------ Given records
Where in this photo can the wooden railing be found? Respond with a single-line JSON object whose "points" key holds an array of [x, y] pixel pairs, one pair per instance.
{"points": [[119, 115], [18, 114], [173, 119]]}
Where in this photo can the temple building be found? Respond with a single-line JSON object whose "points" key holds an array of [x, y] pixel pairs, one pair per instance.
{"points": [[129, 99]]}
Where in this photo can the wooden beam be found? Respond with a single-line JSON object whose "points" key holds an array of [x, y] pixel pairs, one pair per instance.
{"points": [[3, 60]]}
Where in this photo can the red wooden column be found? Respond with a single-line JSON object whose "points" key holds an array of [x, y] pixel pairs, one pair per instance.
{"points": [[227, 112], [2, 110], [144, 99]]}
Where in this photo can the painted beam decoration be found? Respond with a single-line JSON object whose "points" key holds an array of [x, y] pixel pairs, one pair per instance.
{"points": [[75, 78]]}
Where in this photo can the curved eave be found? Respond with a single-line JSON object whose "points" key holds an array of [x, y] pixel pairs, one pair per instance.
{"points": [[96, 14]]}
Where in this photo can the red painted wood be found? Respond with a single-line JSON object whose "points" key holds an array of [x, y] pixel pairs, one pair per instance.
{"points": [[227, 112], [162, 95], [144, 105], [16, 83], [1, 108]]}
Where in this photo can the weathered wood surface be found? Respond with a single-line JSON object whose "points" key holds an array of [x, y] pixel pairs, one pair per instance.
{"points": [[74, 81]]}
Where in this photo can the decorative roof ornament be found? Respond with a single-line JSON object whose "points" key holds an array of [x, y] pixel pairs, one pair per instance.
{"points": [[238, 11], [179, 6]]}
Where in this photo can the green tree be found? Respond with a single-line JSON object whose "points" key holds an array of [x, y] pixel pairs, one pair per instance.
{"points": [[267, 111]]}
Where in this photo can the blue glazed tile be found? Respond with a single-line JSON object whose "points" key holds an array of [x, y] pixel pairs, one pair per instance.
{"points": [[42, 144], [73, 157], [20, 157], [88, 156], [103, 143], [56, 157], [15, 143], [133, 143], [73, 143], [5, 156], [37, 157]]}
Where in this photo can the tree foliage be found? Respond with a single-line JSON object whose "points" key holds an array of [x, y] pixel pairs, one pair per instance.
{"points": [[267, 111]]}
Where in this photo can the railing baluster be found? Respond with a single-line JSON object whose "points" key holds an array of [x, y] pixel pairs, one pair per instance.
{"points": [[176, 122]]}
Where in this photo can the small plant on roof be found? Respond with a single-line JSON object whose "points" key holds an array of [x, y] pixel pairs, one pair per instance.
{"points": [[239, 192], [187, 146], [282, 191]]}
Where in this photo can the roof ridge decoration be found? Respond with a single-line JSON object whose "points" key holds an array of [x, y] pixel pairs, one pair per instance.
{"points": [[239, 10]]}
------------
Your instructions |
Present every line of the entries above as a Markdown table with two columns, Row and Entry text. Number the rows in order and leave out any blank lines.

Written solution |
| Row | Entry text |
|---|---|
| 1 | Where in this photo can the wooden railing be found? Respond with a single-line JSON object whose "points" key holds an array of [x, y] pixel pairs, one pair per instance. |
| 2 | {"points": [[119, 115], [18, 114], [173, 119]]} |
| 3 | Where in this photo can the temple building be found? Respond with a single-line JSON object whose "points" key holds an array of [x, y] pixel pairs, one pair per instance. |
| 4 | {"points": [[129, 99]]} |
| 5 | Where in this photo can the wooden beam be found? Respond with a single-line JSON object whose "points" key holds an array of [x, y] pixel pairs, one pair per instance. |
| 6 | {"points": [[3, 60]]} |
| 7 | Where in this photo can the red wooden column be found? Respond with a single-line JSON object whose "points" key holds an array of [x, y] pixel pairs, one pair per instance. |
| 8 | {"points": [[227, 112], [2, 110], [144, 99]]} |
| 9 | Where in this photo can the painted beam decoration be found? Respond with a single-line JSON object whose "points" key holds an array of [x, y] pixel pairs, one pair per instance. |
| 10 | {"points": [[75, 78]]} |
| 11 | Where in this photo can the curved eave be found? Respond with a single-line JSON object whose "points" key holds an array of [x, y] pixel pairs, one pair per instance. |
| 12 | {"points": [[96, 14]]} |
| 13 | Where in this photo can the red painted wood be found? Respond with a single-line JSON object whose "points" key holds an array of [x, y] pixel pairs, one pair per instance. |
| 14 | {"points": [[227, 112], [162, 95], [144, 105], [16, 83], [1, 108]]} |
| 15 | Where in this photo can the weathered wood surface be found? Respond with a single-line JSON object whose "points" key holds an array of [x, y] pixel pairs, one pair per instance. |
| 16 | {"points": [[74, 81]]} |
| 17 | Where in this photo can the decorative roof ornament be found? Respond with a single-line JSON object whose "points" key holds an array of [x, y] pixel pairs, one pair per instance. |
| 18 | {"points": [[238, 11], [179, 6]]} |
| 19 | Where in this photo can the green tree be found? Respond with a single-line JSON object whose "points" key holds an array of [x, y] pixel pairs, one pair per instance. |
| 20 | {"points": [[267, 111]]} |
| 21 | Where in this photo can the blue glazed tile be found? Respond with a single-line JSON object whose "points" key holds an array of [x, y] pixel pairs, one pair per instance. |
| 22 | {"points": [[42, 144], [73, 157], [20, 157], [88, 156], [103, 143], [56, 157], [15, 143], [133, 143], [73, 143], [5, 156], [37, 157]]} |
| 23 | Where in this photo can the tree foliage be found? Respond with a single-line JSON object whose "points" key holds an array of [x, y] pixel pairs, one pair per instance. |
| 24 | {"points": [[267, 111]]} |
| 25 | Where in this photo can the railing baluster be found? Respond with a single-line JSON object whose "points" key holds an array of [x, y] pixel pairs, one pair per instance. |
| 26 | {"points": [[176, 122]]} |
| 27 | Where in this photo can the small plant on roof be found? Respond with a single-line JSON object whose "points" key holds an array of [x, y] pixel pairs, one pair per instance. |
| 28 | {"points": [[239, 192], [187, 146], [282, 191]]} |
| 29 | Where in this photo can the roof ridge decoration be found? Respond with a single-line JSON object whose "points" key holds an array of [x, y] pixel pairs, one pair per instance. |
| 30 | {"points": [[239, 10]]} |